Text to read:
-------------------------
Unconscious Rejection is when you unintentionally shut out others, even people you like or people who might be able to help you. It’s what you apply when you want to be left alone even though you could really use some cheering up. Or what you radiate because you really can’t handle the presence of others even though you really need help.

How this affects the other really depends on where the other is, not only in relationship to you, but also in terms of personal evolution: someone who likes you but is, in turn, insecure or fearful, might take the rejection personally and shut you out in return; or they might not be all that aware of it, but unwittingly they will keep their distance and not offer to help you out, thinking they would probably just get in your way. So they leave you alone because they don’t want to be in your face.

If they’re a bit more attuned to you or to their own emotions, they may choose to consciously overlook your signals. Their compassion is more likely to recognize where you’re coming from and they will offer you help in stead of allowing you to push them away. Depending on your response (grateful acknowledgment or rebuttal) they will either do that again the next time – or learn to ignore you!

Now, all of this seems to be about ‘them’ and where they are, but in reality of course it’s about what you radiate and what they, consciously or unconsciously, pick up on. The aspects of consciousness that are doing the talking here, are your respective Kus.
-------------------------
Prompt 1: In the passage on unconscious rejection, what may someone who is more attuned to you choose to do with your signals?
Prompt 2: Write a continuation of the passage on unconscious rejection, picking up after its final sentence.
-------------------------
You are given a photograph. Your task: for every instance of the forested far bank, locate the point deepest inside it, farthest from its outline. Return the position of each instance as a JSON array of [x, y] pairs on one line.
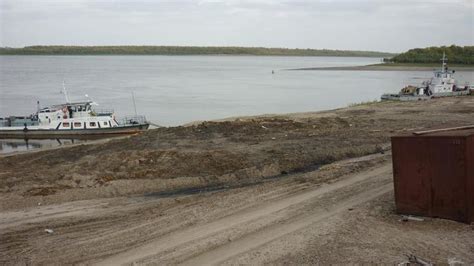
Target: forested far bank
[[182, 50]]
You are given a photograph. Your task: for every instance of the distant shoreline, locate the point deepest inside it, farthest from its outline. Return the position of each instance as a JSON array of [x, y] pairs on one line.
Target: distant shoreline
[[385, 67], [184, 50]]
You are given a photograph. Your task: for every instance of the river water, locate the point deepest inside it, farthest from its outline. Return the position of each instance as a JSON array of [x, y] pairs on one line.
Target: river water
[[172, 90]]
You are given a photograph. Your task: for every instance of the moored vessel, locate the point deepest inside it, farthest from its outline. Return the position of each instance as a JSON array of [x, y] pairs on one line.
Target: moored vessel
[[442, 84], [68, 120]]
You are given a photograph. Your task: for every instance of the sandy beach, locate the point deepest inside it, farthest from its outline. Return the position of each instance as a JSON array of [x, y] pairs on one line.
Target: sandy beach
[[274, 189]]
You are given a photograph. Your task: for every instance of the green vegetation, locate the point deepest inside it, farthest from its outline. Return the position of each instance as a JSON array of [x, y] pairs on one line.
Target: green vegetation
[[180, 50], [432, 55]]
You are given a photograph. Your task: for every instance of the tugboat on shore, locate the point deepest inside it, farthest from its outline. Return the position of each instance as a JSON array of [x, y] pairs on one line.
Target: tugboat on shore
[[442, 84], [70, 120]]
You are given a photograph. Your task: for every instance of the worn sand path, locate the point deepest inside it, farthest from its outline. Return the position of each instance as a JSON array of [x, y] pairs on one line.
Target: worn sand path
[[271, 212]]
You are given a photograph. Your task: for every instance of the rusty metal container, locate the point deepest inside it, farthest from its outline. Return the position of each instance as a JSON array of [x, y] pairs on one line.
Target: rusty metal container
[[434, 174]]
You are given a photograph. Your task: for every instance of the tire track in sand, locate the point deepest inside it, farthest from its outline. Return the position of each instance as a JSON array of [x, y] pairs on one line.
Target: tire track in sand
[[260, 237]]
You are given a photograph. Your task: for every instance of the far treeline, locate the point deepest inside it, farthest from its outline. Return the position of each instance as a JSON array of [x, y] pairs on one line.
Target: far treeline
[[455, 54], [182, 50]]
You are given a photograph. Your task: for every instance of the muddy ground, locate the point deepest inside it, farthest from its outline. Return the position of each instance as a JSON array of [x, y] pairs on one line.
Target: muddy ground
[[282, 189]]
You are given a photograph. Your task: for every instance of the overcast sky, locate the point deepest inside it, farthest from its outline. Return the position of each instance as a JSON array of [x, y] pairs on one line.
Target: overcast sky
[[391, 26]]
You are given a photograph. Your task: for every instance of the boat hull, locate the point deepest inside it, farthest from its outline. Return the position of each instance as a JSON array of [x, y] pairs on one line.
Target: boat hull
[[71, 133], [401, 97]]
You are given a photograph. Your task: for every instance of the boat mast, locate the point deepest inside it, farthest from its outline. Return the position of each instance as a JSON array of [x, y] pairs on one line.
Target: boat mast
-------------------------
Written reply 1: They may choose to consciously overlook your signals.

Written reply 2:
The Ku is your subconscious and it is very much aware of you and everything about you! By the same token, it is aware of everything around you and even though your Lono (your conscious mind) may not pick up on all the signals, your ku will know when something’s wrong.

One thing that is really useful to know, is that the ku does not differentiate between what it feels. If you’re really angry over something and I pick up on your anger, then my ku has no way of knowing what it is you’re angry at. If Lono does not provide me with a reasonable alternative, my ku will simply assume that you’re angry with me. This, btw, is why empaths struggle with identifying whose feelings they’re even feeling: their own or someone else’s! Their kus are very much attuned to everything that goes on around them and they pick up on stuff that their lono is not always interpreting correctly for them.

In the case of the ku picking up what wasn’t really meant for them, you can clearly see this in young children or in animals. They will not approach someone who radiates anger, even if that person isn’t angry with them. They will instinctively steer clear, because the ku’s main motivation is ‘Pleasure’ and being around someone who’s angry (with you), is not pleasant at all. They may approach that person, trying to appease them, but that will be a result of their lono telling them that this is what they should now do.

The thing is: for the ku it makes no difference if you’re really angry with yourself or with someone else. It’s the anger ku picks up on and it’s anger it responds to. Or love. Or frustration. Or joy… In short: any emotion is picked up by the ku and interpreted as ‘about him’ – unless Lono interferes and decides it’s about something else.

So if you’re shutting me out because you are in a bad way, then my LONO may understand that you’re really screaming for help! Now, even assuming I like you and would gladly helply: if I’m not given to that kind of introspection, I will merely pick up on your annoyance and stay out of your hair.

It is very likely that, in turn, your ku will pick up on the fact that I’m letting you stew – and you will feel rejected in return. If your lono doesn’t offer the explanation that, eh, maybe that other person was actually responding from their ku to yours, then you’re going to feel worse than you already did. And the next time you will see me, the layer of resentment caused by your sense of rejection, will drive me away even faster, proving to you that I’m an unkind person and not worthy of your trust.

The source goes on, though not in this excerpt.